"""
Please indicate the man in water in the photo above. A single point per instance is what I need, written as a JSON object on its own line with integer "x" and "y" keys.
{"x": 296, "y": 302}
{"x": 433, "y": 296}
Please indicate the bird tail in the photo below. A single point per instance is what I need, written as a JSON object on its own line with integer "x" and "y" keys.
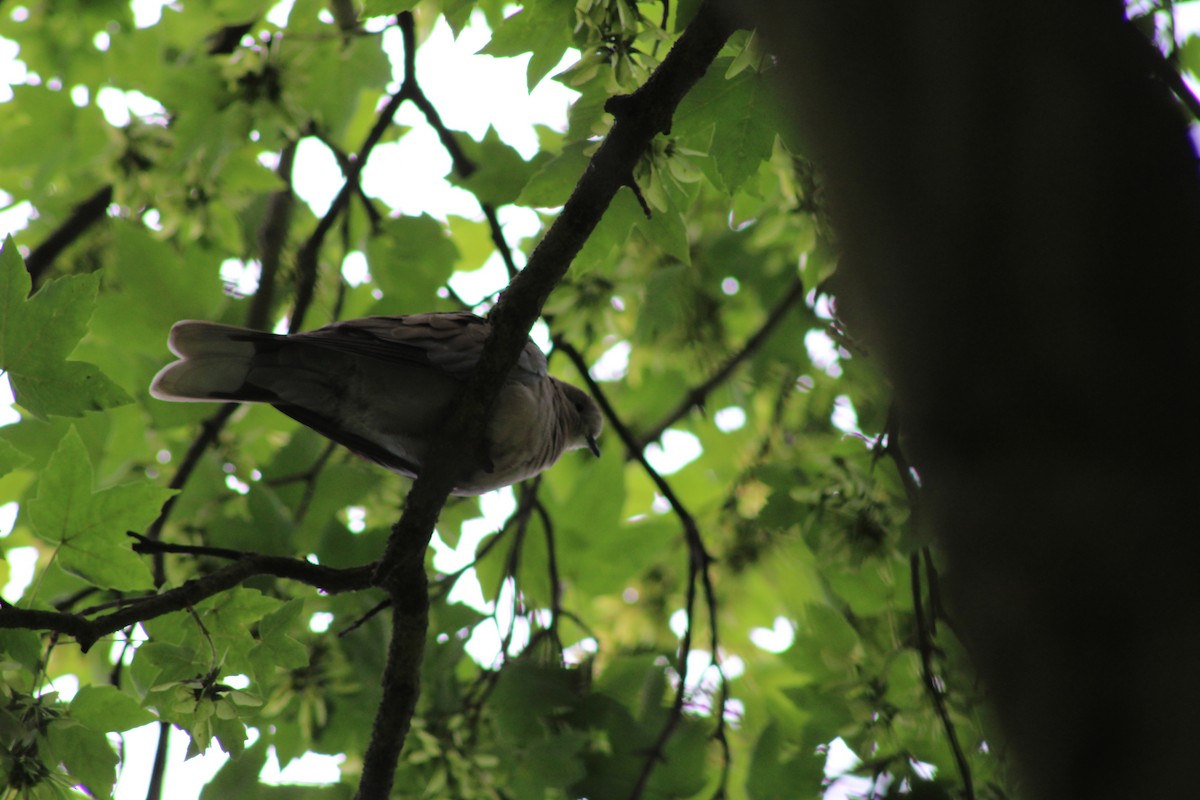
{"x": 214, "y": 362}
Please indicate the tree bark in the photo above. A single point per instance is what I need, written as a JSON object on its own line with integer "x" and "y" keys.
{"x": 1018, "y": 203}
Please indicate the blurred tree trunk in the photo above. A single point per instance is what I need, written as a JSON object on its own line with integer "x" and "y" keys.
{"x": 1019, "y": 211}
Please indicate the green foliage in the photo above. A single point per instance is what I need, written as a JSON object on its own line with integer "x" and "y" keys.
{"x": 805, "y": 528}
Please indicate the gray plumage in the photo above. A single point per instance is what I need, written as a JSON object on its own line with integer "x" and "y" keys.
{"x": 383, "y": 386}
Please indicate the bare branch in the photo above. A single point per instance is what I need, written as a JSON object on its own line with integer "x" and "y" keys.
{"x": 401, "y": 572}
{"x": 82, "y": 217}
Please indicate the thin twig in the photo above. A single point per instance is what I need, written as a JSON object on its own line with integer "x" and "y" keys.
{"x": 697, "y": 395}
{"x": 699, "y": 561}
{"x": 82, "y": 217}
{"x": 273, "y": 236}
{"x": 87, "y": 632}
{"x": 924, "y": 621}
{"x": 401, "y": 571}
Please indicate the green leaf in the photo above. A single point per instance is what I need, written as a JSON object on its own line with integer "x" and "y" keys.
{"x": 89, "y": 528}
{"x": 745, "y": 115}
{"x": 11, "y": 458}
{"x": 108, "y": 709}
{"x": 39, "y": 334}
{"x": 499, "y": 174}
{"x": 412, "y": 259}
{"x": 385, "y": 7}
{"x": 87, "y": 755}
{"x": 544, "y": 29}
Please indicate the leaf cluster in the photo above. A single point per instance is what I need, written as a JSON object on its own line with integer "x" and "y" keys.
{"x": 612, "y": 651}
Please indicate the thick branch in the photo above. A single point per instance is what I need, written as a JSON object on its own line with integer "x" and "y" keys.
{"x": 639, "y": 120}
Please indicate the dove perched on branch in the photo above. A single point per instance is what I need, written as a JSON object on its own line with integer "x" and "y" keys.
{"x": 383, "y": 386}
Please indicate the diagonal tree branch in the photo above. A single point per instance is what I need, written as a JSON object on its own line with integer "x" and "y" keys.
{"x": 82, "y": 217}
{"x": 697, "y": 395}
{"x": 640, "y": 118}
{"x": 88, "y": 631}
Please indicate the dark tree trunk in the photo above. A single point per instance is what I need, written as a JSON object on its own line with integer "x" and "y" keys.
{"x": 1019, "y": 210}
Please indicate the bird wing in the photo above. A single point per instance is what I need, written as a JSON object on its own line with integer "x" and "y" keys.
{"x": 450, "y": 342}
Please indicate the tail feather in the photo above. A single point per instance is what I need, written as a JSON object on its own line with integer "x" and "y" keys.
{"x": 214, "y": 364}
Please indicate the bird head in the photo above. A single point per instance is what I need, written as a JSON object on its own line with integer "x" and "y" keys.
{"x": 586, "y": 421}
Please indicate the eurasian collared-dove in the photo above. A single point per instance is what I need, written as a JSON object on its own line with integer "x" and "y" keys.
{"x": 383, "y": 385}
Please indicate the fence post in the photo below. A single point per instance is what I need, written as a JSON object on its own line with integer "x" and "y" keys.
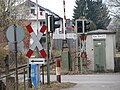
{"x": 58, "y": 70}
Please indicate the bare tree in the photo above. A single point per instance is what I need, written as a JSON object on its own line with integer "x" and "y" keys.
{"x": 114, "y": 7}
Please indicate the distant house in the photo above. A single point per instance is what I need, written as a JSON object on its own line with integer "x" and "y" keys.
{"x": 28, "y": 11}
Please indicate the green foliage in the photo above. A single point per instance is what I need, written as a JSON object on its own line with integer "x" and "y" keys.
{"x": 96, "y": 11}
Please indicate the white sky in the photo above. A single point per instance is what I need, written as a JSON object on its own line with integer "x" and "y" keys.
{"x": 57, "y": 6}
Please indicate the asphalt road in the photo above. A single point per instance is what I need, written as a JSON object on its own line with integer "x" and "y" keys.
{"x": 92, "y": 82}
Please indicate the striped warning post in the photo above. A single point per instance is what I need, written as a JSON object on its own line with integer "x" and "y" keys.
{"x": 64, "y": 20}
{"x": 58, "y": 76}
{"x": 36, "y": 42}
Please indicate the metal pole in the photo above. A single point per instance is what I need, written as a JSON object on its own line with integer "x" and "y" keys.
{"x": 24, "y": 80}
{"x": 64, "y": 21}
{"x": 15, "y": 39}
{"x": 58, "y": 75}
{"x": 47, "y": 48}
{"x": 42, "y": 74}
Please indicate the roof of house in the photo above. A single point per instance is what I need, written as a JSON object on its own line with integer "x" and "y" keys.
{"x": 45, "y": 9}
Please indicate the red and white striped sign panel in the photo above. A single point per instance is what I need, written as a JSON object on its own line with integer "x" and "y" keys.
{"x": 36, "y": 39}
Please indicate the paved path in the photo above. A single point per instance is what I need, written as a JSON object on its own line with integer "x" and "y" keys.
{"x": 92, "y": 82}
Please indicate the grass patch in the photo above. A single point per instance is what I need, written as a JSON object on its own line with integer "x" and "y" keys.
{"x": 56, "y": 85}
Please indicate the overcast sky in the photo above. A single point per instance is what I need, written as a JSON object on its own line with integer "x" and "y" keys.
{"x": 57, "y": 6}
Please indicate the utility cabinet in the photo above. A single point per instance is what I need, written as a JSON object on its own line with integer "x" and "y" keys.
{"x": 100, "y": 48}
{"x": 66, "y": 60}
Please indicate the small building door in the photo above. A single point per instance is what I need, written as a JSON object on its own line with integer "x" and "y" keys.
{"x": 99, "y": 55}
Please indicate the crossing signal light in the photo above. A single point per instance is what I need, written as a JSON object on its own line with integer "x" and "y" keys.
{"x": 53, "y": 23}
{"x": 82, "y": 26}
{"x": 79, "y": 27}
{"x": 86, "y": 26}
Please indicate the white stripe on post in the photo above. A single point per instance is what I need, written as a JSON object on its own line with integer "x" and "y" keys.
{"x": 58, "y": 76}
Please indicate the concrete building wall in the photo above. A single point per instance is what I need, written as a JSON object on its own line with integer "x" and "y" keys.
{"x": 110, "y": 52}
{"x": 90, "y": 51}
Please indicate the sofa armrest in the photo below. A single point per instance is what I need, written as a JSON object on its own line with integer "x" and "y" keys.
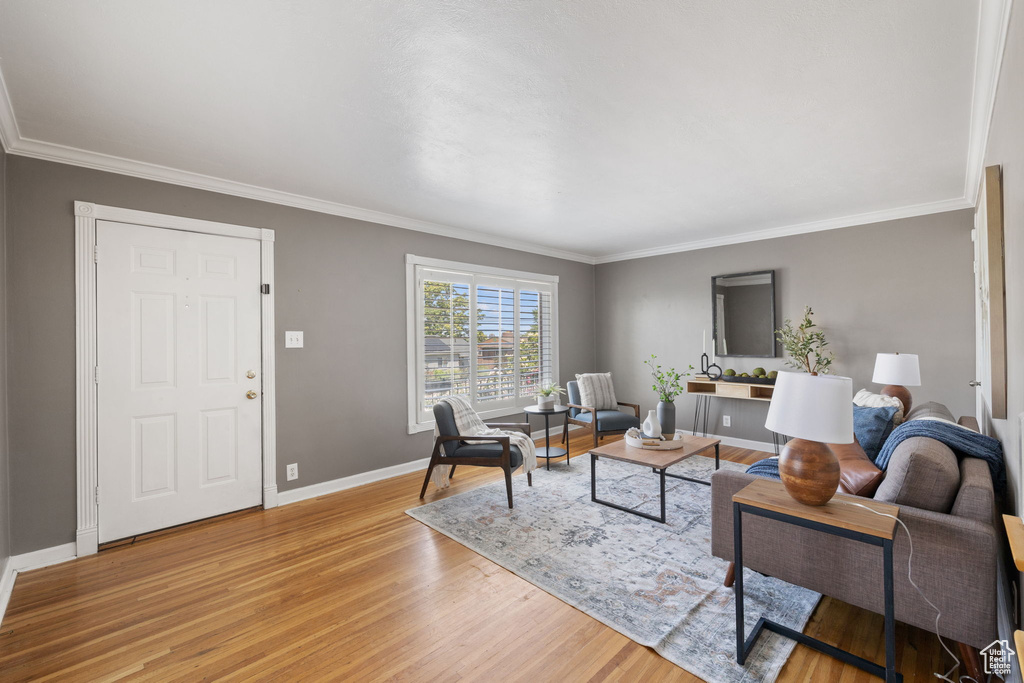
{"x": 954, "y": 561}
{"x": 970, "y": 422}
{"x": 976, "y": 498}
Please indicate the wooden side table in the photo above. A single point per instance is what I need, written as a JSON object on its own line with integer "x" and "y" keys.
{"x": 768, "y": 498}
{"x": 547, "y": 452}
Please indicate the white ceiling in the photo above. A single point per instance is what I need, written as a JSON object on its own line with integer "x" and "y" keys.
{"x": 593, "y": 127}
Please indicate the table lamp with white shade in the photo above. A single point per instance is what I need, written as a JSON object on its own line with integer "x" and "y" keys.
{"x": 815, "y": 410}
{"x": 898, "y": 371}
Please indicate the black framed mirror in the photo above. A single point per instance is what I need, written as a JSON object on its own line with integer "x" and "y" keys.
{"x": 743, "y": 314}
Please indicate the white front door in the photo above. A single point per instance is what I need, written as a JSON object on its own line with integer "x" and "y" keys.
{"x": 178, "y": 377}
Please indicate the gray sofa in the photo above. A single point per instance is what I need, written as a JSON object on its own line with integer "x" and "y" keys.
"""
* [OBJECTIVE]: Retype, word for word, only the lines from the line with "Please indicate the crossing" to the final line of the listing above; the pictures do not belong in the copy.

* [FULL RESPONSE]:
Please indicate the crossing signal light in the photo above. A single point per instance is what I need, written as a JSON object on its own line with integer "x" and "y" keys.
{"x": 53, "y": 23}
{"x": 82, "y": 26}
{"x": 79, "y": 27}
{"x": 86, "y": 26}
Please indicate the white stripe on post in the photo above. A single point per instance is what I need, written as a JSON object on its own line with integer "x" and "y" keys.
{"x": 58, "y": 76}
Please indicate the concrete building wall in the photo above. A single point per instance is what I need, written as a JSON object on its own line with integer "x" and "y" keys.
{"x": 110, "y": 52}
{"x": 90, "y": 51}
Please indicate the sofa armrest in the photo below. A single point per instance is what I need, written as a JSON object on its own line with integer "x" and "y" keys.
{"x": 954, "y": 561}
{"x": 970, "y": 422}
{"x": 976, "y": 498}
Please indicate the wooden side table in the photo above. A single point per instance is what I need, written as a JSON object on its own line with integer "x" and "y" keys.
{"x": 768, "y": 498}
{"x": 547, "y": 452}
Please indicate the white ceiling in the photo above. A single point per instance is what I need, written as a JSON object on its own line with integer "x" and "y" keys.
{"x": 593, "y": 127}
Please indicate the table lamp with white shade in the photo above. A single point per instance is what I need, written as a JSON object on its own line with integer "x" and "y" keys.
{"x": 815, "y": 410}
{"x": 898, "y": 371}
Please indicate the black framed mirror in the photo above. A single point per instance is what I need, written as a JSON object on its own line with integer "x" and "y" keys.
{"x": 743, "y": 314}
Please indicate the white front door in the photo above. A single point per instance is what I need, written as a JSON object on its own line with integer "x" and "y" keys.
{"x": 178, "y": 377}
Please indicate the gray sofa in the photo above. A single point per instance is what I need, written as a JSON object on its own line with integer "x" and "y" keys.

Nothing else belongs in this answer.